Look at the bottles. (Yeah the text too but I never trust the seller.)

So true. Very clearly transistors (2n3055)

Also looking at the construction of this one, particle board and just an unknown circuitry + probably bunch of parts you have to replace.
Personally I wouldn't take it
Rare does not always mean good!
 

budkor

Member
2008-09-23 9:52 pm
Yeah, I opened up the amp, and looked inside. This is a beautifully made classic transistor amp. The power supply is beefy, and the capacitors are massive. It has the classic audio transistors on board, which are clean and tidy design.

The sound is awesome. Crystal clear, and yet rich and huge rich sound.
 

budkor

Member
2008-09-23 9:52 pm
I don't have user manual for this amp. I don't know what "Slave Socket" is for at the back of the amp just below Speaker 1 and 2 socket.

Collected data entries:
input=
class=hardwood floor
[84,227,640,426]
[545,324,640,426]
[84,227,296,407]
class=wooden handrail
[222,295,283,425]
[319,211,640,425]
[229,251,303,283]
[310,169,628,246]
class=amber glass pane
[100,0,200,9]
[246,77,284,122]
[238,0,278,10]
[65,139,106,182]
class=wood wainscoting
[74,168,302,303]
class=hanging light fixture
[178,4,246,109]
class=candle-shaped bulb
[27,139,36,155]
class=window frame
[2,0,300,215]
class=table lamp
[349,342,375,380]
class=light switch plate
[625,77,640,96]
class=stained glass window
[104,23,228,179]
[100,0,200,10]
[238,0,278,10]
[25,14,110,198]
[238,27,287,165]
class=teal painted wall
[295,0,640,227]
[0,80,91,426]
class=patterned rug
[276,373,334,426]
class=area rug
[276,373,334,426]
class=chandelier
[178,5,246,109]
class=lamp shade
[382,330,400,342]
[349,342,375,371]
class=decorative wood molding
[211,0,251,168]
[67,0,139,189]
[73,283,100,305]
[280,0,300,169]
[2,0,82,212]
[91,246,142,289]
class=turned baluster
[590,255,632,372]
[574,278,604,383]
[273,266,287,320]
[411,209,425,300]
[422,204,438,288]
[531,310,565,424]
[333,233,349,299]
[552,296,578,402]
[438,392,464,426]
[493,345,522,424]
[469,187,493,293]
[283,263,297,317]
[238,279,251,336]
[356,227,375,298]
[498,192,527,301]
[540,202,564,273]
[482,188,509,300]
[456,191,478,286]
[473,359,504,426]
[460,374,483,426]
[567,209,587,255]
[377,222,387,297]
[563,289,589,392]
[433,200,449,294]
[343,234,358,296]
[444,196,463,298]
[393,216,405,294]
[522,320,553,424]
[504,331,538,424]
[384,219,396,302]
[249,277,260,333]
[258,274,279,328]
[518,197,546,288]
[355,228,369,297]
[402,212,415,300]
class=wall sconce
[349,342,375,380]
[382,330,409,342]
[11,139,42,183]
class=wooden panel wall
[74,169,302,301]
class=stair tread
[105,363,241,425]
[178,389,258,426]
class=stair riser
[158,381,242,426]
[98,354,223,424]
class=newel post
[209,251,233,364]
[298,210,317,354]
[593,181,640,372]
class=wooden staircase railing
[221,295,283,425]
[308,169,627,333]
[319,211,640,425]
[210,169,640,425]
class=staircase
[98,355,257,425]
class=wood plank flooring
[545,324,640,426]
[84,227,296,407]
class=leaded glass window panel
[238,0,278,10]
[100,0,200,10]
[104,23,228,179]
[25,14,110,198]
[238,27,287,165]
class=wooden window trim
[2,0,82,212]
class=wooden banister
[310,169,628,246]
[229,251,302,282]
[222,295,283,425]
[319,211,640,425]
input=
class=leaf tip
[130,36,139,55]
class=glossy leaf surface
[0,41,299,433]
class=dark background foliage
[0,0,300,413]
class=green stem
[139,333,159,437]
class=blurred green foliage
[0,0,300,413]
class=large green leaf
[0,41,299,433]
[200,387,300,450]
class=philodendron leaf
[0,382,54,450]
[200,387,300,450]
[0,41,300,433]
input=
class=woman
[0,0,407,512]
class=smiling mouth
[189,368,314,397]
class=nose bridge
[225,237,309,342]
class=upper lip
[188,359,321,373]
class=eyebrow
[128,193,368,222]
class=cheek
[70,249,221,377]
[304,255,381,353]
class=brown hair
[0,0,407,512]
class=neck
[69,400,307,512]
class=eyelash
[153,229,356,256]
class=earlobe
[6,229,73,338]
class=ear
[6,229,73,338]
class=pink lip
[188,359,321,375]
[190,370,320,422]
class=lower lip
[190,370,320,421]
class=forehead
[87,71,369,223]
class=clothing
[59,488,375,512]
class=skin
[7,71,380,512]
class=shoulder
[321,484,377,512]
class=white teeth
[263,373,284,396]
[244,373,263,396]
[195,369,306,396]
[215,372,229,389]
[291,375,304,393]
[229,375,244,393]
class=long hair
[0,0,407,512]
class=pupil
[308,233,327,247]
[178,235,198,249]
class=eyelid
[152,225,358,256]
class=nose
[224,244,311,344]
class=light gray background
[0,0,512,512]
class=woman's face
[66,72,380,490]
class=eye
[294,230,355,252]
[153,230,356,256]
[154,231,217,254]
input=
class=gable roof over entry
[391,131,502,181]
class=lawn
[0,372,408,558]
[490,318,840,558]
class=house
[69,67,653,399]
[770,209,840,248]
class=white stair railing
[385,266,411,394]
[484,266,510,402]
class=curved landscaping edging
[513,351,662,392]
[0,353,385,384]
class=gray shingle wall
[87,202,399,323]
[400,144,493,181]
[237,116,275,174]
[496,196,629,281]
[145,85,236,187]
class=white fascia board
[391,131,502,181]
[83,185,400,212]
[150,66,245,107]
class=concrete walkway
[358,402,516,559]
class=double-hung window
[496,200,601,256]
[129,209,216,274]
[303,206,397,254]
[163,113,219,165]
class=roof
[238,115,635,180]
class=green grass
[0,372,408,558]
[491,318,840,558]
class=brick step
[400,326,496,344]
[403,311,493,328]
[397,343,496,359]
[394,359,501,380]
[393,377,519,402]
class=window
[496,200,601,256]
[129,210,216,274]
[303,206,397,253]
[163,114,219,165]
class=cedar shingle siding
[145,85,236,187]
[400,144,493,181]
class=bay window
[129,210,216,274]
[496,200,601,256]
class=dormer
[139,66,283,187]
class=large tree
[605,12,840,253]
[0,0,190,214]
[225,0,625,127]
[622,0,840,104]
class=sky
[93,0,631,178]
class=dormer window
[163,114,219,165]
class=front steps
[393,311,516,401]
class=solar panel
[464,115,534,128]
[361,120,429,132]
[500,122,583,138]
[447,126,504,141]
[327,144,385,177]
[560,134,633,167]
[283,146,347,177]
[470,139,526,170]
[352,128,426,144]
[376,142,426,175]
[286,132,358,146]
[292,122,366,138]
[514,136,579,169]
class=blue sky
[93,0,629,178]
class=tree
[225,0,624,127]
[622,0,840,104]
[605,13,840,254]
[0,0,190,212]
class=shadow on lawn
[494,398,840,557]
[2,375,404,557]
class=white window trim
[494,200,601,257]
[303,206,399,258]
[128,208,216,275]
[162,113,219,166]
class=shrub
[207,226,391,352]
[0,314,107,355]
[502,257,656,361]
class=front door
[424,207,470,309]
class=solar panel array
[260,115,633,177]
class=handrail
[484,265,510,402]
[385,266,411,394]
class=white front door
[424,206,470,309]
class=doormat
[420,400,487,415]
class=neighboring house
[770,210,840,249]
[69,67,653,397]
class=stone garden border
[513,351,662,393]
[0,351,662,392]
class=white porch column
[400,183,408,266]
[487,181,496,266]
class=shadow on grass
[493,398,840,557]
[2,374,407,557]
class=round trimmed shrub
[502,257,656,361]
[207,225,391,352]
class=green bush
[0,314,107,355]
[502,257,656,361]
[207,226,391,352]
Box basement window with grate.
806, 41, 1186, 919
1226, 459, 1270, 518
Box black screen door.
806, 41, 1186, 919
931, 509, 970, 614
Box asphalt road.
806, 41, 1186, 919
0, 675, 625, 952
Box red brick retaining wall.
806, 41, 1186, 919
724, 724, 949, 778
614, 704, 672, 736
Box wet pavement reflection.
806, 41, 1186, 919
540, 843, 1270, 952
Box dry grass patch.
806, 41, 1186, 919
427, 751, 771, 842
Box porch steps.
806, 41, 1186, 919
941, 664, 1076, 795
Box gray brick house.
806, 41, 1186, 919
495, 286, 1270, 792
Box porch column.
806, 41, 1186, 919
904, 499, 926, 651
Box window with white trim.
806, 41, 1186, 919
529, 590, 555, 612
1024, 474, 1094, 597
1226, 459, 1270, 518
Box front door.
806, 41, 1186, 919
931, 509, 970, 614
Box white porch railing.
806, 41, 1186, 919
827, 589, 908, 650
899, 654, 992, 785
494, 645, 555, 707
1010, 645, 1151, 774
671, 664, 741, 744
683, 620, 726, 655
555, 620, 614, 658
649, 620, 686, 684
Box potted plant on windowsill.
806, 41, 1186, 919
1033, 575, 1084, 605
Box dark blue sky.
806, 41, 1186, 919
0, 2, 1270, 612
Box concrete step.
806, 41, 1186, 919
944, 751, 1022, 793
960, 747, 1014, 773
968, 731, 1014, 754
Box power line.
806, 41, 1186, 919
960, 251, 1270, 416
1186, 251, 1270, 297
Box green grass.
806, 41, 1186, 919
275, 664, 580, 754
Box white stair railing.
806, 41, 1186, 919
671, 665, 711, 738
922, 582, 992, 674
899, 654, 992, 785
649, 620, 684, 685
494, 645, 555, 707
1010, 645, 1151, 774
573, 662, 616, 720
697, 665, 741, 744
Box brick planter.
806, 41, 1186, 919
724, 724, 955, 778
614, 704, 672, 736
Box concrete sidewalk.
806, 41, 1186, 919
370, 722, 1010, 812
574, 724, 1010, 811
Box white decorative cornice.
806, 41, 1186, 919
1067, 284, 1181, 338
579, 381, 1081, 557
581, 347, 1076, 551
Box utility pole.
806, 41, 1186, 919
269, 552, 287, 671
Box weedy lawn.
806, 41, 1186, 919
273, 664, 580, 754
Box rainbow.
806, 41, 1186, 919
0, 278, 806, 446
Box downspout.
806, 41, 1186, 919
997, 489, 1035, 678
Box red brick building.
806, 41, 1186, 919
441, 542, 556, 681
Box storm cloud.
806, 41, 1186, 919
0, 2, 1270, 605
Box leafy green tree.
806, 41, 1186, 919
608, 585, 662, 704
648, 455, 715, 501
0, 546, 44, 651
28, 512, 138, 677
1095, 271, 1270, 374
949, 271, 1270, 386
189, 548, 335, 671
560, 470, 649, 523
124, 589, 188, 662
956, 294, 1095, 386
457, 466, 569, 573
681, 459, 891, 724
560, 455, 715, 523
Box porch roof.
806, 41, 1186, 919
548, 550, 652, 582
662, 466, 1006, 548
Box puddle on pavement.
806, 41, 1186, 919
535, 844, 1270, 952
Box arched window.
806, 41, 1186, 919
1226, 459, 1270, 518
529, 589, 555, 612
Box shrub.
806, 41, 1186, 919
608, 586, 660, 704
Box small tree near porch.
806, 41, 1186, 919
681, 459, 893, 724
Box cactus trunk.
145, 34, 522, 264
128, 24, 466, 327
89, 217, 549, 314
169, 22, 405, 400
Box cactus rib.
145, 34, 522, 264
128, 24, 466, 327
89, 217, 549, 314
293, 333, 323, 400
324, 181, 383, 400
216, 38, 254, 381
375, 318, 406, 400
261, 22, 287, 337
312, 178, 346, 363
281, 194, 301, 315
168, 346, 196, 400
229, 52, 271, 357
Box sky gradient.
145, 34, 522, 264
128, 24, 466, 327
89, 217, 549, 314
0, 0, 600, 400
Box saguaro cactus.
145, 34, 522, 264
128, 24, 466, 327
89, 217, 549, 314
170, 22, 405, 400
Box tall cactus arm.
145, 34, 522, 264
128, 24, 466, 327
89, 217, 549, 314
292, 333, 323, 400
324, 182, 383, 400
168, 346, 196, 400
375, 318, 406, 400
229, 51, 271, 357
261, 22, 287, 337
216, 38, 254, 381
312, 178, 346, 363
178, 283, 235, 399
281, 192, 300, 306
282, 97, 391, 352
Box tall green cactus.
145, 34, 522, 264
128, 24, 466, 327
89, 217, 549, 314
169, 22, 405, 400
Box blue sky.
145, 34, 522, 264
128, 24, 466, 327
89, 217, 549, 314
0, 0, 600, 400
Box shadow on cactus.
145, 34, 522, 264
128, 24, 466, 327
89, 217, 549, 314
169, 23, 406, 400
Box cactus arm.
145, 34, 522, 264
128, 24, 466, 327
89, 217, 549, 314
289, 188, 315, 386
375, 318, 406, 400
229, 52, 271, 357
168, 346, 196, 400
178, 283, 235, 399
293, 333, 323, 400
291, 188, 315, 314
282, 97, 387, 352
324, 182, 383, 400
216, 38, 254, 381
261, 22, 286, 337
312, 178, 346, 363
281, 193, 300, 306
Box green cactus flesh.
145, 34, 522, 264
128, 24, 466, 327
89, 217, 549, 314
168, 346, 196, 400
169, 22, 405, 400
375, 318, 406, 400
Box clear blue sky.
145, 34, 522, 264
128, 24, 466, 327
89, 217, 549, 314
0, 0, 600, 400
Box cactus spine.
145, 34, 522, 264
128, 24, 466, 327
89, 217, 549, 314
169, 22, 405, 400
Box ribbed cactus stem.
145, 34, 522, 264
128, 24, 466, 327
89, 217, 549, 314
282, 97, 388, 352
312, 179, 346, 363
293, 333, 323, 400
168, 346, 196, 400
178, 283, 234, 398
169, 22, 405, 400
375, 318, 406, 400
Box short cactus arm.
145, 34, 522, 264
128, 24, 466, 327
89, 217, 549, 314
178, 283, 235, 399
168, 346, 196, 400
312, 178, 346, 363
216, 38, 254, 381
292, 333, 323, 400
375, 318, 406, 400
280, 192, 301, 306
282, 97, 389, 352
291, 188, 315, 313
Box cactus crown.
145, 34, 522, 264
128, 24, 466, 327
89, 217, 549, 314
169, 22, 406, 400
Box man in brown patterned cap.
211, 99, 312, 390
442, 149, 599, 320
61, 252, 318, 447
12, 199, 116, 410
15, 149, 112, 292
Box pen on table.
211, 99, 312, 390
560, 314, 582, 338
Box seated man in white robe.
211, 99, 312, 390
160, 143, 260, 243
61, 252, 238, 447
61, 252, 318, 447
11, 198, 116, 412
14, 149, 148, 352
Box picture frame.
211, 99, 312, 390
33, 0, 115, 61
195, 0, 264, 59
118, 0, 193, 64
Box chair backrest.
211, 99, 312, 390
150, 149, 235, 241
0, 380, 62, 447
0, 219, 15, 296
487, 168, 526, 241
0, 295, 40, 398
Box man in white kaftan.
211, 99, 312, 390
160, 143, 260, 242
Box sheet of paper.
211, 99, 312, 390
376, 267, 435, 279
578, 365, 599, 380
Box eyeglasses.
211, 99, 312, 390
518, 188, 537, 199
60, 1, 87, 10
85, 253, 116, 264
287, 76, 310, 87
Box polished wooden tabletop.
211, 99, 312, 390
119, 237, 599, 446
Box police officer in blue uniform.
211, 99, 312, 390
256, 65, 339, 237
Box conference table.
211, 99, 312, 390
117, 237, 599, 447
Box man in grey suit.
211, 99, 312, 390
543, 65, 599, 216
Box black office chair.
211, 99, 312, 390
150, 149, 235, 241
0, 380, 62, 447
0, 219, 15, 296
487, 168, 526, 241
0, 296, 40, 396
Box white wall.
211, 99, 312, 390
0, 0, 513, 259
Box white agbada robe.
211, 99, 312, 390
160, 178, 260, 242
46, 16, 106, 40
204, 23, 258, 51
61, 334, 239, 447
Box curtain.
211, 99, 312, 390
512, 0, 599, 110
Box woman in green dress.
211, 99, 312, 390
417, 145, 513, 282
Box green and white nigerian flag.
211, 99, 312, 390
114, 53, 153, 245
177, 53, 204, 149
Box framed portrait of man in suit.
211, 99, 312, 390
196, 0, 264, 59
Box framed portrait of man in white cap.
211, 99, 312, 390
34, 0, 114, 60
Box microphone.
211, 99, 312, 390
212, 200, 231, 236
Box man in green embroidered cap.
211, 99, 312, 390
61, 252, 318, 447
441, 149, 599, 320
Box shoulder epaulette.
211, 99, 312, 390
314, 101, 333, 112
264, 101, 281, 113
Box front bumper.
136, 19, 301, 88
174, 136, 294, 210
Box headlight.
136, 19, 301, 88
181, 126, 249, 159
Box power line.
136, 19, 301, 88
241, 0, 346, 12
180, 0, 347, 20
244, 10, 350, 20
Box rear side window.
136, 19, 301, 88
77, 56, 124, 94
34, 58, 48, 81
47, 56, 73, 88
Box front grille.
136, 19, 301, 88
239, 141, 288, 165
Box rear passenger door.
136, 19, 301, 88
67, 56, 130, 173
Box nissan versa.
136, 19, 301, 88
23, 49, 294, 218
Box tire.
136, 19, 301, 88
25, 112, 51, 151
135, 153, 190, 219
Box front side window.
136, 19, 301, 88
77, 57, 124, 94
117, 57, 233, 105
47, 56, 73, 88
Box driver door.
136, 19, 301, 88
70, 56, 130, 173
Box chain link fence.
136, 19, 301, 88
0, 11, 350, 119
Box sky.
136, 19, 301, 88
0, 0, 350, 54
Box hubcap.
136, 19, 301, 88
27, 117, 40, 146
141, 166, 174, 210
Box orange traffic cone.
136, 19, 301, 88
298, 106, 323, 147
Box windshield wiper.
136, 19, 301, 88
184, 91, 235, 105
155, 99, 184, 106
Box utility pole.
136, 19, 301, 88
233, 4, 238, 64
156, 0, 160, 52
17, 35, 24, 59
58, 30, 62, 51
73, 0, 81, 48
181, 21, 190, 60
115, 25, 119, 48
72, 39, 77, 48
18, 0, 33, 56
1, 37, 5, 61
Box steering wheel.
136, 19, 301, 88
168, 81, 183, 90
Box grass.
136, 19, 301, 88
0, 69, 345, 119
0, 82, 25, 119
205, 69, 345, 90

## Objectives
- 1) In the amplifier forum thread, how does budkor describe the power supply of the amp?
- 2) Print part of the amplifier forum thread: begin at the words "The sound is" and stop after the words "and 2 socket.".
These records were gathered from a separate source.

## Responses
- 1) The power supply is beefy.

- 2)
The sound is awesome. Crystal clear, and yet rich and huge rich sound.
 

budkor

Member
2008-09-23 9:52 pm
I don't have user manual for this amp. I don't know what "Slave Socket" is for at the back of the amp just below Speaker 1 and 2 socket.